◆ Aim ◆
From the data below, pull out every line that contains the string "dark", and copy each such line in full.

◆ Excerpted data ◆
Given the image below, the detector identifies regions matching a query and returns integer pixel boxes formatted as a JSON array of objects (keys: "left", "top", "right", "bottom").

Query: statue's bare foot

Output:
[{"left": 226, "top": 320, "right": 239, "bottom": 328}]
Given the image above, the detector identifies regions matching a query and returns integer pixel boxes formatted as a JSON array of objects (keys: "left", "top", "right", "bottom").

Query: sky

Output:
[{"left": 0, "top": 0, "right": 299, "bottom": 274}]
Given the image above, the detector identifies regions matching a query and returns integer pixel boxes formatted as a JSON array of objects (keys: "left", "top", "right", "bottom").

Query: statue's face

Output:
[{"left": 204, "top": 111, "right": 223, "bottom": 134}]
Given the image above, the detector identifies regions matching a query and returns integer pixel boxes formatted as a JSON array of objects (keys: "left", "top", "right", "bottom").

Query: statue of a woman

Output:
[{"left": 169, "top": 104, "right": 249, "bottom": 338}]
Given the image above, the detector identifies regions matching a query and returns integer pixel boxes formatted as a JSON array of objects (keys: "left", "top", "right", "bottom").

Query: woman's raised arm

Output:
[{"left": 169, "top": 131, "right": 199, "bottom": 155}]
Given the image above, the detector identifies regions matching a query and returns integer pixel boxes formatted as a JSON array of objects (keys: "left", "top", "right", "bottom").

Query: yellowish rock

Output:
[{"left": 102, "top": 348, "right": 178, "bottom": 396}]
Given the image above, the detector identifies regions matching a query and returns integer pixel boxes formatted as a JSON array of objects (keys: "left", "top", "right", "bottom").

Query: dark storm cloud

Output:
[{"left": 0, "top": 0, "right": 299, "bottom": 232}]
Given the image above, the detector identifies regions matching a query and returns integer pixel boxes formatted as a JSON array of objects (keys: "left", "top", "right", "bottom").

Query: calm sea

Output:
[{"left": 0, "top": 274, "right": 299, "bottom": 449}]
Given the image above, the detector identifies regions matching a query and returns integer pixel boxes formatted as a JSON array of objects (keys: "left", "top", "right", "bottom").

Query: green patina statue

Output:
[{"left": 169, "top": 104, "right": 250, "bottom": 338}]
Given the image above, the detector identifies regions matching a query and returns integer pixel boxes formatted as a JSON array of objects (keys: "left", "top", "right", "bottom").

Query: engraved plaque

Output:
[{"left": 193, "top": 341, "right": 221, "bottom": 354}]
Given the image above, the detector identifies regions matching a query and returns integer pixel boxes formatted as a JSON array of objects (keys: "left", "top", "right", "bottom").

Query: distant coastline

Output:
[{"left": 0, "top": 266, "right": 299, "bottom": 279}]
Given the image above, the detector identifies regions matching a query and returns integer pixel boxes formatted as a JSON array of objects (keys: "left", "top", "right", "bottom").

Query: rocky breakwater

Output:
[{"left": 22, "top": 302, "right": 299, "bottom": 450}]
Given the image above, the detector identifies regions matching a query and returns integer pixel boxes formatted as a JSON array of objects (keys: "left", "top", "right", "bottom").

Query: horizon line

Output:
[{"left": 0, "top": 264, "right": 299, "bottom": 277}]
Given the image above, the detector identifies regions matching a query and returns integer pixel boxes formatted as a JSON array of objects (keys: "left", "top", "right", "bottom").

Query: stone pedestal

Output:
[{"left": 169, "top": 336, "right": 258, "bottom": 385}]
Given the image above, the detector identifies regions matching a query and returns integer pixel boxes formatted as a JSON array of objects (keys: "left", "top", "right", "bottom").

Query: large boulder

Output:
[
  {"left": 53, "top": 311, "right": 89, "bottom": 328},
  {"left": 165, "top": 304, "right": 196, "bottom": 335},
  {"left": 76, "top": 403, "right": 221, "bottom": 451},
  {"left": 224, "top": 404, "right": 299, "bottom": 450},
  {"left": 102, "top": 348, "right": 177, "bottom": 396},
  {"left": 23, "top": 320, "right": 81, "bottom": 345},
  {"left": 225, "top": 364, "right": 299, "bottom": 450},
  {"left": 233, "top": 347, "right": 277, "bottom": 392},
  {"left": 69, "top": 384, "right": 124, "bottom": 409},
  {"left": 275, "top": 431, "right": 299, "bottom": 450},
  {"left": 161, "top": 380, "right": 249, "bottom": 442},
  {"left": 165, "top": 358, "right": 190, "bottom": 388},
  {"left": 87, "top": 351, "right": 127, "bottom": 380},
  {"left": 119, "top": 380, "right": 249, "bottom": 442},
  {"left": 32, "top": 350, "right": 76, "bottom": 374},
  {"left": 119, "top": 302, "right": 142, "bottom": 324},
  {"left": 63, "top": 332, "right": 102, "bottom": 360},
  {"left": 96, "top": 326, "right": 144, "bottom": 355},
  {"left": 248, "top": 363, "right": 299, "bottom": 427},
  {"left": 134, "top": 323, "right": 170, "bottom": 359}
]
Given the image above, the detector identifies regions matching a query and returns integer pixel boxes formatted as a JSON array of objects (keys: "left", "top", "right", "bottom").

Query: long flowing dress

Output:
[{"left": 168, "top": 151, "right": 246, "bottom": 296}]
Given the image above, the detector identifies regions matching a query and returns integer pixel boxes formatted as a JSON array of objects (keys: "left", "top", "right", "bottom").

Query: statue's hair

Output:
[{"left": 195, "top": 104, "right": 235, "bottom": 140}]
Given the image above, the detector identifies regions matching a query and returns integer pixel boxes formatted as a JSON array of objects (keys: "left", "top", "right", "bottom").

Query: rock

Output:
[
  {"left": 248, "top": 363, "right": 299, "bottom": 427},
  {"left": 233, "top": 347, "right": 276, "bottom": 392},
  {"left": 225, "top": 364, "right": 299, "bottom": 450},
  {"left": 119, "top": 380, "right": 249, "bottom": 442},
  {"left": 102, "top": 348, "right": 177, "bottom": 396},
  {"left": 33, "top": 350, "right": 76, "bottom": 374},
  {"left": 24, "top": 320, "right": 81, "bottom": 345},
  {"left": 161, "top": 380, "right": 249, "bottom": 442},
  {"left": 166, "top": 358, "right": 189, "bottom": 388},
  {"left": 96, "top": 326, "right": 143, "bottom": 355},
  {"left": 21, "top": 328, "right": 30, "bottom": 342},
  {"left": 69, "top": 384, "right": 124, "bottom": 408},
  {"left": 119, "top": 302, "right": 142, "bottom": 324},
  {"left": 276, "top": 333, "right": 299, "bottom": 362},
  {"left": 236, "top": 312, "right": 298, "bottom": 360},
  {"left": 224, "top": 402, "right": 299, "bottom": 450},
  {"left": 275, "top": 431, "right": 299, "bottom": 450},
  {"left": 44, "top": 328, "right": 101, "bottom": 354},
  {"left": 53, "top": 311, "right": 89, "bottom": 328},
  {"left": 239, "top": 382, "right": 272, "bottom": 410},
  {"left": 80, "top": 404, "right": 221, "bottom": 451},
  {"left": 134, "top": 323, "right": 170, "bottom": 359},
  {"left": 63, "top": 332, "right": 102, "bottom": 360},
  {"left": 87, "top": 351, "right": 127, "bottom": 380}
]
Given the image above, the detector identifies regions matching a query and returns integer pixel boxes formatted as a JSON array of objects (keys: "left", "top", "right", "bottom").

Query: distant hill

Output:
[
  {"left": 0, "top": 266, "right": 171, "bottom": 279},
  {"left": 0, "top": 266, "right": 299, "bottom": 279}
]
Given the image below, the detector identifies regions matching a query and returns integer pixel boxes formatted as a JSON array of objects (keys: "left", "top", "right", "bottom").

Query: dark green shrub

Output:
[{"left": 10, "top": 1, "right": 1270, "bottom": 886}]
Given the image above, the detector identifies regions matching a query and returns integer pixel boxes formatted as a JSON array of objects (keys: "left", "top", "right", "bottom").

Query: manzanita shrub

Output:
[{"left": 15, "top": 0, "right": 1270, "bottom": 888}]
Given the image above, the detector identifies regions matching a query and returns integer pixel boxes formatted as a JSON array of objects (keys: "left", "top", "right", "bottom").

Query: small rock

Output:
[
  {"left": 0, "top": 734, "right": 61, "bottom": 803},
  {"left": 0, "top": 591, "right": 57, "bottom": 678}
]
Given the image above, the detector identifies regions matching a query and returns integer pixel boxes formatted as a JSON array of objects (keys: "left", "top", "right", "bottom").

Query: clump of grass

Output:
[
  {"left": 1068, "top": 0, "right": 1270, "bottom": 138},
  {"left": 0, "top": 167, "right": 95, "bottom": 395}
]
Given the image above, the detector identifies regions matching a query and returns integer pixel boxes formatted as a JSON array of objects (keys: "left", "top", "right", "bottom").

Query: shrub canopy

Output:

◆ Final result ◆
Query: dark storm cloud
Query: dark green shrub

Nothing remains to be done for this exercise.